▶ [Aim]: Report how many lines of the data below contain the string "query", treating uppercase and lowercase letters as different. Give only the number.

▶ [Records in a dataset]:
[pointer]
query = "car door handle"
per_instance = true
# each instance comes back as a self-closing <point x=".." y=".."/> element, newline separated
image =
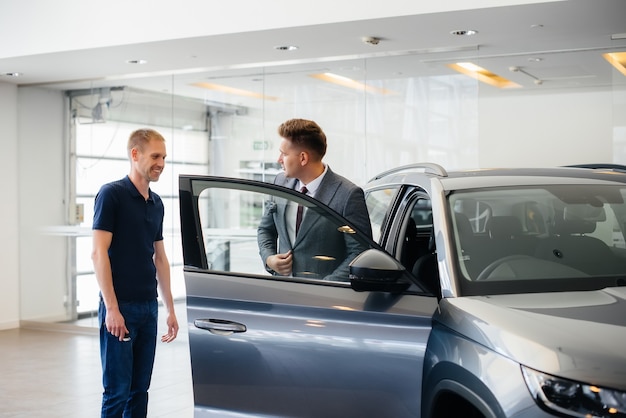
<point x="220" y="326"/>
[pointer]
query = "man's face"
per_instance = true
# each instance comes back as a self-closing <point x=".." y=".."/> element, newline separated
<point x="151" y="161"/>
<point x="290" y="158"/>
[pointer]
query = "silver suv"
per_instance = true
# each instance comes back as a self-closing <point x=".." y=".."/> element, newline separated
<point x="486" y="293"/>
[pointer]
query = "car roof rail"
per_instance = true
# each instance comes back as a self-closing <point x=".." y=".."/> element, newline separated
<point x="616" y="167"/>
<point x="432" y="168"/>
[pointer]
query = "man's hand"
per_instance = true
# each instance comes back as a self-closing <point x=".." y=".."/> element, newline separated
<point x="172" y="328"/>
<point x="280" y="263"/>
<point x="115" y="324"/>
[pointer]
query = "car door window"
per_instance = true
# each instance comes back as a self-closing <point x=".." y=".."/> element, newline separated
<point x="268" y="345"/>
<point x="378" y="203"/>
<point x="238" y="224"/>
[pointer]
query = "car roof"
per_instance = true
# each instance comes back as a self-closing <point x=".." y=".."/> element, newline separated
<point x="423" y="174"/>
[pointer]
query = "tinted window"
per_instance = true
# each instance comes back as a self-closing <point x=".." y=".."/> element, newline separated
<point x="230" y="219"/>
<point x="535" y="234"/>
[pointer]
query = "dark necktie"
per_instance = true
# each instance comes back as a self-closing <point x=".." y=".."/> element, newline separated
<point x="299" y="211"/>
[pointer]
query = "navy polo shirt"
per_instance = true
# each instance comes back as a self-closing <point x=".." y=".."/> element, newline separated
<point x="136" y="224"/>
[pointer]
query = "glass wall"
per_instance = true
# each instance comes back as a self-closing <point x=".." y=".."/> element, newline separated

▶ [Answer to this exercise]: 11